▶ [Problem description]
All of the entries below are to be copied without any alteration.

= = = = =

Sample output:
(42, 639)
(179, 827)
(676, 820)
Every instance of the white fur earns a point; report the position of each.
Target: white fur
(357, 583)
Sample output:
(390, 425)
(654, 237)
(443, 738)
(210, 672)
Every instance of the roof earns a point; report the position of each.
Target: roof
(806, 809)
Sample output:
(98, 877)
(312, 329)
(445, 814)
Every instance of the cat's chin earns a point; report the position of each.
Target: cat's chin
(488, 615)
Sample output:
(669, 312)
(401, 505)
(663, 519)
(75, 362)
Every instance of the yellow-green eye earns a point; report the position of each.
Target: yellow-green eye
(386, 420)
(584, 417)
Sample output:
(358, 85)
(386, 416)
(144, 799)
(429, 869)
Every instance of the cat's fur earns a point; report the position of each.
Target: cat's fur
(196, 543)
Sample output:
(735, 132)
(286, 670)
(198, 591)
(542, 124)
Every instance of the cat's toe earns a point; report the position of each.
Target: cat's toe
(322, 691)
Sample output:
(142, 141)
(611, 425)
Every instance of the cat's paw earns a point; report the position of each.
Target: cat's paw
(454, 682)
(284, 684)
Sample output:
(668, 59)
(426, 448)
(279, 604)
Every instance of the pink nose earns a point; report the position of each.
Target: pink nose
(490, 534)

= = = = =

▶ [Answer to this task]
Sample output:
(42, 639)
(179, 827)
(676, 820)
Every instance of the white fur earns a point; report the position of each.
Target: white fur
(357, 583)
Sample output:
(390, 425)
(654, 237)
(443, 738)
(210, 672)
Every instance of the roof earns a point; report the position of each.
Target: roof
(806, 809)
Sample output:
(98, 877)
(312, 329)
(445, 814)
Every instance of the cat's chin earns a point; report the position of each.
Target: cat's chin
(488, 615)
Sample output:
(669, 312)
(401, 505)
(663, 519)
(75, 362)
Every instance of the yellow-green eye earns a point; report the position of each.
Target: yellow-green eye
(386, 420)
(584, 417)
Sample output:
(358, 85)
(386, 416)
(144, 799)
(429, 869)
Every instance of the cat's fur earns a point; report the position of each.
Target: cat's fur
(196, 543)
Sample output:
(735, 132)
(286, 670)
(198, 591)
(542, 124)
Every instance of the cat's toe earns a point; report the position of each.
Target: cat's toe
(322, 691)
Sample output:
(142, 141)
(611, 425)
Every instance of the cat's paw earns a point; report the position of each.
Target: cat's paw
(454, 682)
(284, 684)
Sample output:
(668, 59)
(426, 448)
(279, 604)
Every instance of the pink nose earns a point; report the position of each.
Target: pink nose
(490, 534)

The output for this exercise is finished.